Outline labeling records
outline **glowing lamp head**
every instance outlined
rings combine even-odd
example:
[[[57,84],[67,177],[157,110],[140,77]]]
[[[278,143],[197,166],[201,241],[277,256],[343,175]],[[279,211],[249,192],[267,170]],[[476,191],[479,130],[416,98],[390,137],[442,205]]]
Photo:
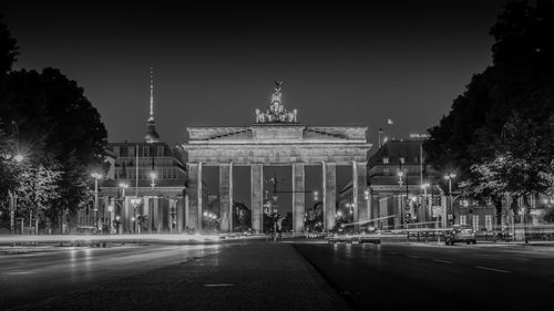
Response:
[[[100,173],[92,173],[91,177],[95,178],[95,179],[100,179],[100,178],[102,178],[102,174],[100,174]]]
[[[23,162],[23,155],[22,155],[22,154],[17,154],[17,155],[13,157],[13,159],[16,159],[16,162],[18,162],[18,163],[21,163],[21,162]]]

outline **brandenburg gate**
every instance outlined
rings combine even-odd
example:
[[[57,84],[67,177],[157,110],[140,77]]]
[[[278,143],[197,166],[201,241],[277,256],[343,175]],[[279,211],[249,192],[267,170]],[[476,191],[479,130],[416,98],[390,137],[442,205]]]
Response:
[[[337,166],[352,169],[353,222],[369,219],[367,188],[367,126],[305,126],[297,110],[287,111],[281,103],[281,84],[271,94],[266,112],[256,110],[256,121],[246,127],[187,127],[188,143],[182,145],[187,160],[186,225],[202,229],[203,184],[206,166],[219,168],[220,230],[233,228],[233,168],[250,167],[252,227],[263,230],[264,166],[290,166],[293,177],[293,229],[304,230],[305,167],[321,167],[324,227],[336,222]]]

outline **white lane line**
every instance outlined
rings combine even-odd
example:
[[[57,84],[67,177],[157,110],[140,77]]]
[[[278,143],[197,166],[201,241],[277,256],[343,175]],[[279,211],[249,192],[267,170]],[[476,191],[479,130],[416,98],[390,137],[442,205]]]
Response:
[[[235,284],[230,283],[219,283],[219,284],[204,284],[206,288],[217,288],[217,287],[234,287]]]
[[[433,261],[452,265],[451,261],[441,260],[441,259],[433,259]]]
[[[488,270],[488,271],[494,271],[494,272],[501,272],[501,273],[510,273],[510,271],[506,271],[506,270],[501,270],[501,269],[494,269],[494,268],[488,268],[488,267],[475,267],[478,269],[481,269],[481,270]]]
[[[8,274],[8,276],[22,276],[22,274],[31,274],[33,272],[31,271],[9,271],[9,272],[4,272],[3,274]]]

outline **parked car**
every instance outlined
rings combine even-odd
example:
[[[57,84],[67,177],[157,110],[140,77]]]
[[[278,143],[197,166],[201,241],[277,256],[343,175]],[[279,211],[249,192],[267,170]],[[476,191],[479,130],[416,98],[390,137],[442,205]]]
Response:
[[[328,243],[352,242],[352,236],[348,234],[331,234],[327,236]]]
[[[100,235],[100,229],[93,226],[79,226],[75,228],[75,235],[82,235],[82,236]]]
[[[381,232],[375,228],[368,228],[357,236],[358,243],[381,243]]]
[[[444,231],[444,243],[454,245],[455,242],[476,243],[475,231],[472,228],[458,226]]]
...
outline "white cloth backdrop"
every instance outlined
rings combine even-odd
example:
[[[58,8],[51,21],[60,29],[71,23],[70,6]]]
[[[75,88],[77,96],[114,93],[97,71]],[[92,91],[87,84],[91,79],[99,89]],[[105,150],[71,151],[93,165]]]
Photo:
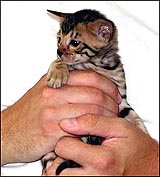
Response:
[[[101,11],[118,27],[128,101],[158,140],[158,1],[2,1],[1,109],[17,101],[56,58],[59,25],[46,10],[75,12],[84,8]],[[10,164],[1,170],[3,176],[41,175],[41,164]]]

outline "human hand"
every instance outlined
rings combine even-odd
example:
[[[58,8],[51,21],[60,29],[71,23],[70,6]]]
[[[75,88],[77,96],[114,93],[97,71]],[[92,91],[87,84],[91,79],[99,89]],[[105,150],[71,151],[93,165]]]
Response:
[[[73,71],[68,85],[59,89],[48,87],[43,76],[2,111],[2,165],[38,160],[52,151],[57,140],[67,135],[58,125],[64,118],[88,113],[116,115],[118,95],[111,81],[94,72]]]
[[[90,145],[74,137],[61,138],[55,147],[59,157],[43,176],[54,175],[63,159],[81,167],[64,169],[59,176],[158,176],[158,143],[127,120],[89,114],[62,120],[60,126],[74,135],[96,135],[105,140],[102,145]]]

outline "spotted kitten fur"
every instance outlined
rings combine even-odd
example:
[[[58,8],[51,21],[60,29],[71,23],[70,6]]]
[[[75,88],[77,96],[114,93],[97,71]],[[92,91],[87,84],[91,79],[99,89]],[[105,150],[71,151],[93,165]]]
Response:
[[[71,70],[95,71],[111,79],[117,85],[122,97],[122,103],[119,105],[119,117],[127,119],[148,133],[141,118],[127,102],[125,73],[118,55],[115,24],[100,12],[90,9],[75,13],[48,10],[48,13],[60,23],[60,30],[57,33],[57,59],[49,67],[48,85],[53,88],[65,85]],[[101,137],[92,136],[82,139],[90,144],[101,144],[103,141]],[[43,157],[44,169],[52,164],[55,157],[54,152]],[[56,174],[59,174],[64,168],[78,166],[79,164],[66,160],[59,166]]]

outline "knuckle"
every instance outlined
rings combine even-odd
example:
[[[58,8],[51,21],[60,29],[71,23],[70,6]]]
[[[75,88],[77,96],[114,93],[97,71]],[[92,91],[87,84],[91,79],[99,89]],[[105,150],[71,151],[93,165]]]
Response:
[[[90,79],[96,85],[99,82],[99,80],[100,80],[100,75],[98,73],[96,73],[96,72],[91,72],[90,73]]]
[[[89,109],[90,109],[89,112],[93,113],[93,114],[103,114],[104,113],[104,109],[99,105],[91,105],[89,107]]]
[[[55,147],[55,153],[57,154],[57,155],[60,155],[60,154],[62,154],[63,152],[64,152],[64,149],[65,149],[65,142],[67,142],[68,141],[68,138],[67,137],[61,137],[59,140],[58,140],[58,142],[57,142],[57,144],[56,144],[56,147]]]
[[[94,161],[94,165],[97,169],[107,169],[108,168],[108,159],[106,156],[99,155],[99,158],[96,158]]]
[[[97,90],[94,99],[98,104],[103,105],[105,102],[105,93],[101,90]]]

§ **THE EXERCISE**
Identify each line of the data that contains the string "white" and copy those lines out. Case counts when matching.

§ **SOLUTION TO THIS EXERCISE**
outline **white lane line**
outline "white cloth backdrop"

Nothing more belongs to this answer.